--- Material for this exercise Enclosed Below ---
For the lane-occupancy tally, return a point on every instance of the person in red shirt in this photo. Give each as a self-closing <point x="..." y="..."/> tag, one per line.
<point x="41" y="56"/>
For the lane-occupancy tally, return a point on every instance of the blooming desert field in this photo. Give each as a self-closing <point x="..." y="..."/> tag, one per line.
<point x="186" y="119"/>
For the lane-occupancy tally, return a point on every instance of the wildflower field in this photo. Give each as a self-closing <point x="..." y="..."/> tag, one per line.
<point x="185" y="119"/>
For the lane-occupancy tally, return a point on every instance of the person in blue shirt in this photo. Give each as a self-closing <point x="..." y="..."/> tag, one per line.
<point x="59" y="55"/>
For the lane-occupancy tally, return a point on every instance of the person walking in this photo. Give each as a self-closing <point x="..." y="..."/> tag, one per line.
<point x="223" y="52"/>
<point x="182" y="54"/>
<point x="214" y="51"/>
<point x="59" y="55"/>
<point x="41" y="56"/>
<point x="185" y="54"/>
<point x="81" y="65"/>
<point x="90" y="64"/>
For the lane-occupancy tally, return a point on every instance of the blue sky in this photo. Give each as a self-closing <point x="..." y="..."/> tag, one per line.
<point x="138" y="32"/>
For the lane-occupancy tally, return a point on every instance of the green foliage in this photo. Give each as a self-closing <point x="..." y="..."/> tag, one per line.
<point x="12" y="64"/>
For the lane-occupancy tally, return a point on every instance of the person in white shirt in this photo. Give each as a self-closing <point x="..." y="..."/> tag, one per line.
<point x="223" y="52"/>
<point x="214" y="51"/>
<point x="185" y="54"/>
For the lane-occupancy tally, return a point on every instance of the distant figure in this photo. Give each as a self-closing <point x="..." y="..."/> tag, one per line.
--- End of Enclosed Material for this exercise ---
Problem to solve:
All lines above are to be transcribed exactly.

Solution for this task:
For the lane-occupancy tally, return a point on every instance of the person in red shirt in this photo. Give each as a self-closing <point x="..." y="..."/> tag, one per line.
<point x="41" y="56"/>
For the lane-occupancy tally, return a point on every instance of the blooming desert field in this photo. Give each as a self-closing <point x="..." y="..."/> tag, one per line.
<point x="186" y="119"/>
For the lane-occupancy tally, return a point on every instance of the wildflower field in this photo. Give each as a self-closing <point x="..." y="..."/> tag, one per line.
<point x="185" y="119"/>
For the lane-occupancy tally, return a point on every instance of the person in blue shirt in this photo. Give each as a self-closing <point x="..." y="..."/> tag, one per line.
<point x="59" y="55"/>
For the lane-occupancy tally, return a point on every instance of the person walking in this photo. Give each as a self-closing <point x="..." y="..."/> tag, one per line.
<point x="223" y="52"/>
<point x="182" y="54"/>
<point x="214" y="51"/>
<point x="59" y="55"/>
<point x="41" y="56"/>
<point x="185" y="54"/>
<point x="81" y="65"/>
<point x="90" y="64"/>
For the lane-occupancy tally, return a point on every instance of the blue sky in this photo. Give each as a self-closing <point x="..." y="..."/> tag, one per line.
<point x="138" y="32"/>
For the lane-occupancy tally, return a point on every instance of the green foliage in this photo. Give each as a self-closing <point x="..." y="..."/> tag, one per line.
<point x="12" y="64"/>
For the lane-occupancy tally, return a point on every instance of the person in white shirt in this photo. Give each as a self-closing <point x="..." y="..."/> tag, one per line.
<point x="223" y="52"/>
<point x="214" y="51"/>
<point x="185" y="54"/>
For the lane-occupancy tally, return a point on every instance of the distant figure in this photo. Give each as a self-closing <point x="..." y="..."/> tag, one per line.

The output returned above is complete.